__WHAT YOU WILL DO__. Please decide whether each statement below agrees with the news report on Putin and the eastern Ukraine referendum, answering yes or no and quoting the words of the report that settle it. (a) Putin urged the separatists to call off the referendum entirely. (b) NATO said it had seen no signs of Russian troops pulling back from the border. (c) Ukraine's prime minister welcomed Putin's call to delay the vote.

__PASSAGE GIVEN__.
· · · · · · ·

DONETSK, Ukraine/MOSCOW (Reuters) - Russian President Vladimir Putin called on pro-Moscow separatists in Ukraine to postpone a vote on secession just five days before it was to be held, potentially pulling Ukraine back from the brink of violent dismemberment.
It was the first sign the Kremlin leader has given that he would not endorse a referendum planned for Sunday by pro-Russian rebels seeking independence for two provinces in the east, and Russian analysts said they believed the rebels would heed Putin’s call to put off the vote.
In what could be a breakthrough in the worst crisis between East and West since the Cold War, Putin also announced he was pulling Russian troops back from the Ukrainian border.
NATO, the Pentagon and the White House all said they had seen no signs of a Russian pull-back from the frontier, where Moscow has massed tens of thousands of troops, proclaiming the right to invade Ukraine to protect Russian speakers.
But Putin’s comment suggested that any Russian military incursion into eastern Ukraine was off the agenda for now.
“We call on the representatives of southeastern Ukraine, the supporters of the federalization of the country, to postpone the referendum planned for May 11,” Putin said.
He said this would create conditions for dialogue between the Ukrainian authorities in Kiev and the separatists.
“We’re always being told that our forces on the Ukrainian border are a concern. We have withdrawn them. Today they are not on the Ukrainian border, they are in places where they conduct their regular tasks on training grounds,” Putin said.
NATO Secretary General Anders Fogh Rasmussen said during a visit to Poland: “Russia should live up to its international commitments and stop supporting separatists and scale back troops from the border, so political solutions can be found.”
Putin spoke in Moscow after talks with the head of the Organization for Security and Cooperation in Europe, who said the security and rights body would soon propose a “road map” to defuse the Ukraine crisis.
A pro-Russian separatist leader said the separatists would consider Putin’s call to postpone their referendum at a meeting of their self-proclaimed People’s Assembly on Thursday.
“We have the utmost respect for President Putin. If he considers that necessary, we will of course discuss it,” Denis Pushilin told Reuters in Donetsk, a city of 1 million people which the rebels have proclaimed capital of an independent “People’s Republic of Donetsk”.
Ukrainian Prime Minister Arseniy Yatseniuk dismissed as “hot air” Putin’s call for the referendum to be postponed.
The White House said the “illegitimate, illegal” vote should be cancelled rather than postponed.
Since a pro-Russian president was ousted in an uprising in February, Putin has overturned decades of post-Cold War diplomacy by proclaiming the right to send troops to Ukraine and seizing and annexing Crimea.
A rebellion in the east has raised the prospect that Ukraine, a country of around 45 million people the size of France, could be carved up or even descend into civil war, pitting Russian-speaking easterners against pro-European Ukrainian speakers in the West.

· · · · · · ·

__DATA EXTRACT__.
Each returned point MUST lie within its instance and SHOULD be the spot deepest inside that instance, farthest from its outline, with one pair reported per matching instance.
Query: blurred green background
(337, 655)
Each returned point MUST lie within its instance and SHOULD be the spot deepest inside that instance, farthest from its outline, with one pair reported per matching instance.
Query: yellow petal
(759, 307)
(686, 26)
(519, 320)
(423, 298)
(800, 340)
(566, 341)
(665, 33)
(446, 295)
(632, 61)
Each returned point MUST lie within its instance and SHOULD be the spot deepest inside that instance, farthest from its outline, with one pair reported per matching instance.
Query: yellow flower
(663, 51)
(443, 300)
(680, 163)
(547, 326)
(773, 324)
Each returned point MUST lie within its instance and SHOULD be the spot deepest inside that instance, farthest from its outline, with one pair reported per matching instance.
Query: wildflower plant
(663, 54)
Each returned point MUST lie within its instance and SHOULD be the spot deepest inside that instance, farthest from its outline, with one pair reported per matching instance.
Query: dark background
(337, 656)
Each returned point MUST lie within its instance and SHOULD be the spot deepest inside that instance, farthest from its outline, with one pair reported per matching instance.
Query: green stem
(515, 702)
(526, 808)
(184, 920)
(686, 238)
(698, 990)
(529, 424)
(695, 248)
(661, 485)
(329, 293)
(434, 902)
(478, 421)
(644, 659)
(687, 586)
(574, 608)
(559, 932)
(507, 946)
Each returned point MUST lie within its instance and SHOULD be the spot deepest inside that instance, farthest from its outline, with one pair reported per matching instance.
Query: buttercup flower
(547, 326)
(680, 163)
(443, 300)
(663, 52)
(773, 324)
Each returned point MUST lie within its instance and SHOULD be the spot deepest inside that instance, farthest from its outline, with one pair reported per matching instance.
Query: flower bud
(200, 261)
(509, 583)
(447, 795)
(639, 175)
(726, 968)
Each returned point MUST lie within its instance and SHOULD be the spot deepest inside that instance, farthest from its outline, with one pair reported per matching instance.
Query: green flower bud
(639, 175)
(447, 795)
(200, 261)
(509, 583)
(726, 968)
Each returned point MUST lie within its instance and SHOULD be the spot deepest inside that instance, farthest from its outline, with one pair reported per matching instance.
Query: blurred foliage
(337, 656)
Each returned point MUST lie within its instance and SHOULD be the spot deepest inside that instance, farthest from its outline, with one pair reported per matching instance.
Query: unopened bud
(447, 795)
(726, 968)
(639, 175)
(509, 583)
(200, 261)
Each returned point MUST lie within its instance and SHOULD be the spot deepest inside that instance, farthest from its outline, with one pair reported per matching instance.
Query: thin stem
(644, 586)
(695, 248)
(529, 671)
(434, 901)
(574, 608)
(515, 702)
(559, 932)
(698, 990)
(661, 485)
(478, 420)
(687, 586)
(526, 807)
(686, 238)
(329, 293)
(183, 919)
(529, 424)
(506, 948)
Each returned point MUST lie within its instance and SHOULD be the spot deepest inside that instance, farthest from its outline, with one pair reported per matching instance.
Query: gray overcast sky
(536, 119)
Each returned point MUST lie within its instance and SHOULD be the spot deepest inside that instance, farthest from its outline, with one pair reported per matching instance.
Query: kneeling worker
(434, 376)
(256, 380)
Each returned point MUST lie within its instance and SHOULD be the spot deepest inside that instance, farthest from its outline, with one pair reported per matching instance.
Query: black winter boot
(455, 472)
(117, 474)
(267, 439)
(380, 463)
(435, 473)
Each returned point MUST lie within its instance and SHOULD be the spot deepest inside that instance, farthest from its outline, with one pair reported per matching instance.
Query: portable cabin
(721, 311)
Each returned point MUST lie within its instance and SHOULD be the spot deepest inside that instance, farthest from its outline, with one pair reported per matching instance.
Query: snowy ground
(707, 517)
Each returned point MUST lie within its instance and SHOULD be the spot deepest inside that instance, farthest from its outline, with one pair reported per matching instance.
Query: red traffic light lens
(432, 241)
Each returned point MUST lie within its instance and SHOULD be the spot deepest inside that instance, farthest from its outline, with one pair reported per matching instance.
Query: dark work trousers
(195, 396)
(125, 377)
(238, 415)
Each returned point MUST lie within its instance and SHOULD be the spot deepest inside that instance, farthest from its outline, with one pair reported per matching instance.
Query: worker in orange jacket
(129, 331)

· · · · · · ·

__RESPONSE__.
(a) No: "We call on the representatives of southeastern Ukraine, the supporters of the federalization of the country, to postpone the referendum planned for May 11"
(b) Yes: "NATO, the Pentagon and the White House all said they had seen no signs of a Russian pull-back from the frontier"
(c) No: "Ukrainian Prime Minister Arseniy Yatseniuk dismissed as “hot air” Putin’s call for the referendum to be postponed."